**WORK TASK**
Using the data that follows, return exactly the lines from the one that contains "negative clicks: (345, 6) (335, 102)" through the one that contains "positive clicks: (291, 106) (481, 173)", ends included.

**RECORD SET**
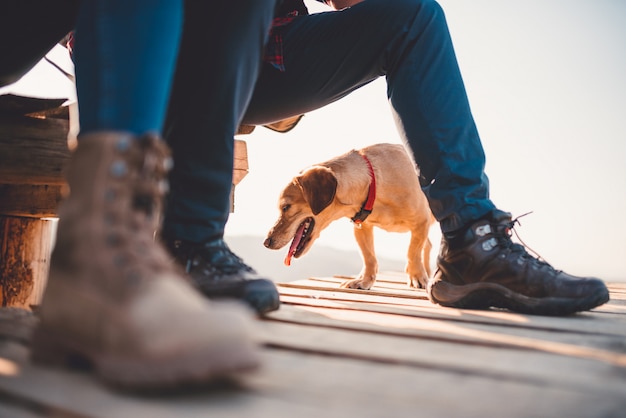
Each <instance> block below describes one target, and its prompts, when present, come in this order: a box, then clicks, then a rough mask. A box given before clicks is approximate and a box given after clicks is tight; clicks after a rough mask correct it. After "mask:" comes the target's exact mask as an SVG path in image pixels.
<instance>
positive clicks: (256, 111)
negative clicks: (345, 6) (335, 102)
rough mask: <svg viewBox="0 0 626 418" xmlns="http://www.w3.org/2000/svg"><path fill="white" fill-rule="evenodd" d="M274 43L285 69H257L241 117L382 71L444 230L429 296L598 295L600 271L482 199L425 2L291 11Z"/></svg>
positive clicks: (291, 106) (481, 173)
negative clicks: (532, 237) (527, 246)
mask: <svg viewBox="0 0 626 418" xmlns="http://www.w3.org/2000/svg"><path fill="white" fill-rule="evenodd" d="M371 28H376V30H372V29H371ZM284 40H285V42H284V53H285V67H286V70H285V72H279V71H278V70H276V69H274V68H273V67H271V66H270V65H266V66H265V67H264V69H263V72H262V74H261V76H260V78H259V82H258V83H257V86H256V89H255V93H254V95H253V99H252V101H251V104H250V106H249V108H248V111H247V113H246V116H245V118H244V123H246V124H264V123H268V122H272V121H275V120H279V119H282V118H285V117H288V116H292V115H296V114H300V113H304V112H307V111H310V110H313V109H316V108H319V107H321V106H323V105H325V104H328V103H330V102H332V101H334V100H337V99H339V98H341V97H343V96H345V95H346V94H348V93H350V92H351V91H353V90H354V89H356V88H358V87H360V86H362V85H364V84H366V83H368V82H369V81H371V80H373V79H375V78H376V77H378V76H381V75H385V76H386V77H387V82H388V96H389V100H390V103H391V105H392V108H393V111H394V114H395V116H396V120H397V122H398V127H399V132H400V134H401V136H402V137H403V139H404V140H405V141H406V143H407V144H408V145H409V147H410V148H411V150H412V152H413V154H414V157H415V160H416V162H417V165H418V167H419V171H420V181H421V184H422V188H423V190H424V192H425V194H426V196H427V198H428V200H429V203H430V206H431V209H432V211H433V213H434V215H435V217H436V218H437V219H438V220H439V221H440V224H441V228H442V231H443V232H444V239H443V242H442V248H441V252H440V256H439V259H438V270H437V273H436V274H435V278H434V280H431V282H430V284H429V289H428V292H429V297H430V298H431V300H432V301H433V302H435V303H439V304H442V305H446V306H453V307H464V308H487V307H490V306H497V307H504V308H508V309H512V310H516V311H521V312H527V313H535V314H549V315H554V314H559V315H560V314H569V313H572V312H577V311H581V310H588V309H591V308H593V307H595V306H598V305H600V304H602V303H604V302H606V301H607V300H608V291H607V289H606V286H605V285H604V283H603V282H602V281H601V280H598V279H595V278H577V277H573V276H570V275H567V274H565V273H563V272H561V271H558V270H555V269H553V268H552V267H551V266H549V265H548V264H546V263H544V262H542V261H540V260H537V259H536V258H534V257H532V256H530V255H529V254H528V253H527V252H526V251H525V249H524V248H523V247H522V246H520V245H518V244H513V243H512V241H511V238H510V230H511V228H512V227H513V225H514V223H515V222H514V221H512V220H511V217H510V215H509V214H506V213H504V212H501V211H499V210H497V209H495V206H494V205H493V203H492V202H491V200H490V199H489V189H488V181H487V177H486V176H485V174H484V171H483V170H484V164H485V159H484V153H483V149H482V145H481V143H480V139H479V136H478V132H477V129H476V126H475V124H474V121H473V118H472V115H471V112H470V107H469V104H468V100H467V97H466V93H465V88H464V85H463V81H462V78H461V75H460V72H459V68H458V65H457V62H456V58H455V54H454V50H453V46H452V42H451V40H450V35H449V32H448V28H447V24H446V20H445V16H444V13H443V11H442V9H441V7H440V6H439V5H438V4H437V3H436V2H435V1H433V0H367V1H364V2H362V3H359V4H357V5H355V6H353V7H352V8H350V9H346V10H343V11H341V12H330V13H325V14H319V15H312V16H308V17H302V18H298V19H297V20H295V21H294V22H293V23H291V24H290V25H288V26H287V27H286V28H285V29H284Z"/></svg>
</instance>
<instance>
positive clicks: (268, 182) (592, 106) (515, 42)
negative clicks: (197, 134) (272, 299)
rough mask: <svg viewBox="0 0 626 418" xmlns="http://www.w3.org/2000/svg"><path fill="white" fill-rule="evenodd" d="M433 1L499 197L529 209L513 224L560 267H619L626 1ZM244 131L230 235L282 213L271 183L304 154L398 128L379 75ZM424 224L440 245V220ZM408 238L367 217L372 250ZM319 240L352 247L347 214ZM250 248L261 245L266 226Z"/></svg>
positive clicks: (245, 229)
mask: <svg viewBox="0 0 626 418" xmlns="http://www.w3.org/2000/svg"><path fill="white" fill-rule="evenodd" d="M307 4H308V5H310V6H311V10H312V11H313V10H323V9H324V7H323V6H318V3H316V2H314V1H307ZM440 4H441V5H442V6H443V8H444V10H445V11H446V15H447V18H448V24H449V26H450V31H451V33H452V37H453V40H454V43H455V49H456V52H457V57H458V59H459V64H460V67H461V71H462V73H463V77H464V80H465V84H466V88H467V90H468V94H469V97H470V102H471V105H472V110H473V113H474V117H475V119H476V122H477V125H478V128H479V131H480V133H481V137H482V140H483V145H484V147H485V151H486V154H487V174H488V176H489V178H490V180H491V196H492V199H493V200H494V202H495V203H496V204H497V205H498V206H499V207H500V208H501V209H503V210H507V211H509V212H512V213H513V215H514V216H517V215H521V214H523V213H526V212H530V211H532V212H533V213H532V214H531V215H528V216H526V217H524V218H522V219H521V223H522V226H521V227H518V228H517V229H518V231H519V233H520V235H521V237H522V239H523V240H524V242H525V243H526V244H528V245H529V246H530V247H531V248H532V249H534V250H535V251H537V252H539V253H540V254H541V255H542V256H543V257H544V258H545V259H547V260H548V261H549V262H550V263H552V264H553V265H554V266H555V267H556V268H559V269H563V270H565V271H567V272H570V273H573V274H579V275H586V274H590V275H596V276H599V277H601V278H604V279H607V280H626V263H622V257H623V256H624V254H626V251H625V250H626V245H625V244H624V237H625V236H626V221H625V220H624V213H626V193H625V192H624V186H623V184H622V183H623V181H624V180H626V164H625V163H624V161H625V160H626V123H625V121H626V81H625V79H624V77H625V75H626V2H625V1H623V0H526V1H523V2H519V1H513V0H471V1H468V0H440ZM245 139H246V141H247V144H248V152H249V164H250V173H249V174H248V176H247V177H246V178H245V179H244V180H243V182H242V183H241V184H240V185H239V186H238V188H237V190H236V195H235V205H236V210H235V213H234V214H233V215H232V216H231V219H230V221H229V223H228V225H227V236H228V235H258V236H259V237H263V236H264V235H265V234H266V233H267V231H268V230H269V228H270V227H271V226H272V224H273V223H274V221H275V218H276V216H277V215H278V211H277V208H276V201H277V198H278V194H279V192H280V190H281V189H282V187H283V186H284V185H286V184H287V182H289V180H290V179H291V177H292V176H294V175H295V174H296V173H297V172H298V171H299V170H301V169H302V168H304V167H306V166H308V165H311V164H314V163H317V162H321V161H324V160H326V159H328V158H331V157H333V156H336V155H339V154H341V153H344V152H346V151H348V150H350V149H352V148H360V147H363V146H366V145H369V144H373V143H377V142H400V139H399V138H398V135H397V133H396V130H395V126H394V124H393V121H392V119H391V114H390V111H389V106H388V103H387V99H386V94H385V82H384V79H381V80H378V81H377V82H374V83H372V84H371V85H369V86H366V87H364V88H362V89H361V90H360V91H358V92H356V93H353V94H352V95H350V96H348V97H347V98H344V99H342V100H340V101H339V102H337V103H335V104H332V105H330V106H327V107H326V108H324V109H320V110H317V111H315V112H311V113H309V114H307V115H306V117H305V118H304V119H303V120H302V122H301V124H300V125H299V126H298V127H296V129H294V130H293V131H292V132H290V133H287V134H278V133H274V132H271V131H269V130H266V129H263V128H258V129H257V130H256V131H255V132H254V133H253V134H252V135H249V136H247V137H245ZM432 235H433V239H434V240H435V241H436V242H434V244H435V246H436V247H438V242H439V235H438V227H434V231H433V234H432ZM407 243H408V235H407V234H397V233H386V232H384V231H382V230H377V231H376V249H377V252H378V254H380V255H381V256H385V257H391V258H397V259H400V260H402V259H403V258H404V254H405V252H406V247H407ZM315 245H325V246H330V247H335V248H341V249H349V250H354V251H356V250H357V245H356V242H355V241H354V238H353V237H352V225H351V224H350V222H349V221H348V220H347V219H346V220H340V221H337V222H335V223H334V224H332V225H331V226H330V227H329V228H328V229H326V230H325V231H324V232H323V233H322V236H321V237H320V239H319V240H318V241H317V243H316V244H315ZM259 251H270V250H267V249H265V248H264V247H263V246H262V240H260V241H259ZM281 251H283V252H285V251H286V249H283V250H281ZM304 257H307V255H305V256H304ZM297 262H298V260H294V261H293V263H297ZM355 273H357V272H355Z"/></svg>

**ANSWER FOR THE TASK**
negative clicks: (345, 6) (335, 102)
rough mask: <svg viewBox="0 0 626 418" xmlns="http://www.w3.org/2000/svg"><path fill="white" fill-rule="evenodd" d="M274 43L285 69H257L241 117L382 71L444 230L429 296L598 295L600 271L482 199L425 2L291 11Z"/></svg>
positive clicks: (291, 106) (481, 173)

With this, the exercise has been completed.